=== Begin Enclosure ===

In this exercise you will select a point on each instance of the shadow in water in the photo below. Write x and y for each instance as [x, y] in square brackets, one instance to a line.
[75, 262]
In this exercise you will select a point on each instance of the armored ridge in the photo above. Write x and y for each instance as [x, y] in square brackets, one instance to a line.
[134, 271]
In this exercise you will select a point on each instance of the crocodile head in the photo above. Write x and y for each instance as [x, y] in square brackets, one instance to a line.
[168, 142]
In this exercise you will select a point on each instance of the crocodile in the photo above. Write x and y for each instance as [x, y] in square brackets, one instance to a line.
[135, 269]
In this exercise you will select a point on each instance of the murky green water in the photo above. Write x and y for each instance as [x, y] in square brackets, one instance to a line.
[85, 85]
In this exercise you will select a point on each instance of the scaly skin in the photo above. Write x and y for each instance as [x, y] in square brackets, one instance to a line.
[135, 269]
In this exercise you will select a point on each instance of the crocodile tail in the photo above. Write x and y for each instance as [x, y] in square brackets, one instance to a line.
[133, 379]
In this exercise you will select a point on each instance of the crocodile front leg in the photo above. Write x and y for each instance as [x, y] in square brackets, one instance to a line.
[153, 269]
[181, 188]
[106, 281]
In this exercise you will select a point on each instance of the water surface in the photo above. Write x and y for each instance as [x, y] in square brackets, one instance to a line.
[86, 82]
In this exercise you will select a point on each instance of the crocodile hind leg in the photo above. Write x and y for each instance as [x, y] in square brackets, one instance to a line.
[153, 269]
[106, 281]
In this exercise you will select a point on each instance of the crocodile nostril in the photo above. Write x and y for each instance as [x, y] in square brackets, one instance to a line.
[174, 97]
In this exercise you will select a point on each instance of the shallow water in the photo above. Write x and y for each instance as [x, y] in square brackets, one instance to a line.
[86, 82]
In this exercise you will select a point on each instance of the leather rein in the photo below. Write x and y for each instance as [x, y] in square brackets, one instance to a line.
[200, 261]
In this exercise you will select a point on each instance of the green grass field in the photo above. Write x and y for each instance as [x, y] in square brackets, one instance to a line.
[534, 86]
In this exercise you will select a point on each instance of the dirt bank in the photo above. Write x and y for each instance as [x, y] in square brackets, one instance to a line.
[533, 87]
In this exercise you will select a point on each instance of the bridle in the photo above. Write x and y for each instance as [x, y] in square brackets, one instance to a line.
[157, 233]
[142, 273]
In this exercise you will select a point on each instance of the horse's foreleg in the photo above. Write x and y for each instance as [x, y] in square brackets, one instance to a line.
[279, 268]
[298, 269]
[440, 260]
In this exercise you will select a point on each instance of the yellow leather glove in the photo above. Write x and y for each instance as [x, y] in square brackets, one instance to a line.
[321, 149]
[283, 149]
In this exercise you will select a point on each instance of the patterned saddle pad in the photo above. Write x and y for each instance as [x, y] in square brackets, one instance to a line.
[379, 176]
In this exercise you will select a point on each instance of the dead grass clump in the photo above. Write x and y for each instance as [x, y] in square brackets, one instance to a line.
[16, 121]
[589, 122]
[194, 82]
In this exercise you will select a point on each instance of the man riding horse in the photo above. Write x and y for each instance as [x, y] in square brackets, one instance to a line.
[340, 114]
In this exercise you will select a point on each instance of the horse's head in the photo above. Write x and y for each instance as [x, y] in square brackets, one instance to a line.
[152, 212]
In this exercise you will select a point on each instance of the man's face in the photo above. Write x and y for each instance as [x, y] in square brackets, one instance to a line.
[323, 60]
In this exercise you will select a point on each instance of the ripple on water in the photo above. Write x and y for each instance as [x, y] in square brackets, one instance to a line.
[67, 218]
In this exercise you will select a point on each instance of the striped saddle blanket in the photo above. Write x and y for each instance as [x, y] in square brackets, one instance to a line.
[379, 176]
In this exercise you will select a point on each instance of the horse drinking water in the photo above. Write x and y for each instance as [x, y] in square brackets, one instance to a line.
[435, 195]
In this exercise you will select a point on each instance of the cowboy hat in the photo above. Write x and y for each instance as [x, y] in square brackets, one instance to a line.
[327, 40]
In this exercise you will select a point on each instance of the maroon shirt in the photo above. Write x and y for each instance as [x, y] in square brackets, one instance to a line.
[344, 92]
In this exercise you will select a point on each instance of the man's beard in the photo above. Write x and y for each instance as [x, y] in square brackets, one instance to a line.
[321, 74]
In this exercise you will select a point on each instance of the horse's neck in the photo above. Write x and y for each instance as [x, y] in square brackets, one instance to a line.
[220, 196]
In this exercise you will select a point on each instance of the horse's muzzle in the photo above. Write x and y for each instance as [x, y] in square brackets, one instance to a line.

=== End Enclosure ===

Brief:
Restate every entry word for word.

Worked solution:
In this exercise you will select a point on each instance of the shadow in water in the photo below. Write x and y for each instance as [x, y] in square brackets, one instance to a line.
[75, 262]
In this exercise you will select a point on each instance of the armored ridge in the photo above. Write x and y for each instance as [x, y] in square brackets, one instance to a line.
[134, 271]
In this exercise you will select a point on each instance of the crocodile head in the photo above. Write x and y for each instance as [x, y] in square brackets, one instance to a line.
[168, 142]
In this exercise you will select a point on each instance of the crocodile in the photo above. Write x and y for each instance as [x, y] in square brackets, one instance to a line.
[135, 269]
In this exercise you will select a point on each instance of the murky green water in the photo above. Write x and y for each instance as [x, y] in square brackets, one instance to a line.
[85, 85]
In this exercise you will select a point on each instance of the scaly skin in the photo above. Write x and y for each instance as [x, y] in square brackets, one instance to a line.
[135, 269]
In this exercise you will select a point on each instance of the crocodile tail in the photo above. Write x and y for each instance as [x, y] in square brackets, one instance to a line.
[133, 379]
In this exercise you will select a point on each instance of the crocodile front leg in the photo above. Write x and y for each instance as [x, y] in square brackets, one instance to a line.
[153, 269]
[181, 188]
[106, 281]
In this exercise you will select a point on each instance of the water surface in the photo above. Write x and y for each instance as [x, y] in square brackets, one instance to a line.
[86, 82]
In this exercise you will select a point on each instance of the crocodile hind leg in the photo above. Write x and y for each instance as [x, y] in square brackets, one instance to a line.
[153, 269]
[106, 281]
In this exercise you will select a point on each instance of the crocodile nostril in the photo above. Write x and y for each instance as [x, y] in square brackets, one instance to a line.
[174, 97]
In this exercise you will select a point on each instance of the shallow water in the photo above. Write x and y for each instance as [x, y] in square brackets, one instance to a line.
[86, 82]
In this exercise you will select a point on each instance of the leather rein in the photo below. Write x and y for each instance as [x, y] in square brackets, one instance to a line.
[200, 261]
In this exercise you will select a point on each instance of the green grass field in the photo above. Write x and y for each instance as [x, y] in square brackets, one instance to a line.
[534, 86]
In this exercise you will select a point on each instance of the dirt bank in the photo above. Write x and y for each instance as [x, y] in square brackets, one instance to a line.
[533, 87]
In this exercise you will select a point on each instance of the bridle in the photo above. Write x and y for each instance as [x, y] in square brackets, one instance to a line.
[157, 233]
[142, 273]
In this exercise you will select a point on each instance of the horse's foreleg in the photo above. Write x and y for each instance as [x, y] in square brackets, one instance to a line.
[279, 268]
[298, 269]
[440, 260]
In this exercise you will select a point on each instance of the yellow leather glove in the photo above. Write x and y for each instance as [x, y] in square brackets, one instance to a line.
[321, 149]
[283, 149]
In this exercise you will select a point on each instance of the patterned saddle pad in the photo above. Write x and y for each instance as [x, y] in square brackets, one instance to a line.
[379, 176]
In this exercise you will select a point on each instance of the dead grass clump in the photo above. Write x and y for each instance as [x, y] in square brackets, one instance to a line.
[16, 121]
[589, 122]
[194, 82]
In this exercise you will select a point on each instance of the man riding horse in the photo above. Write x and y for each instance as [x, y] in square brackets, one instance to a line.
[340, 114]
In this exercise you will select a point on each instance of the horse's head in the photo above. Write x and y for each instance as [x, y] in square brackets, one instance to a line.
[152, 212]
In this exercise you will select a point on each instance of the man's face in the photo above. Write x and y for each instance as [x, y] in square brackets, one instance to a line.
[323, 60]
In this exercise you will select a point on each instance of the ripple on water in the photo above. Write x and y for each instance as [x, y] in square brackets, one instance to a line.
[67, 218]
In this exercise you will select a point on each instance of the striped saddle blanket in the photo above. Write x and y for each instance as [x, y] in square brackets, one instance to a line.
[379, 176]
In this exercise you will select a point on each instance of the horse drinking water in the photo above. Write x and y for each instance as [x, y] in square brackets, one instance to a line.
[435, 195]
In this exercise you will select a point on each instance of the cowboy hat in the photo above. Write x and y for each instance as [x, y] in square brackets, one instance to a line.
[327, 40]
In this exercise you will select a point on each instance of the maroon shirt in the photo above. Write x and y for each instance as [x, y] in square brackets, one instance to a line.
[344, 92]
In this exercise you will select a point on each instance of the man's beard in the photo above. Write x and y for each instance as [x, y] in square brackets, one instance to a line.
[321, 74]
In this exercise you will select a point on each instance of the horse's neck in the photo above. Write x and y for each instance as [x, y] in square brackets, one instance to a line.
[220, 196]
In this exercise you will select a point on each instance of the horse's muzzle in the photo above. Write x and y for each instance as [x, y] in square brackets, one instance to a line.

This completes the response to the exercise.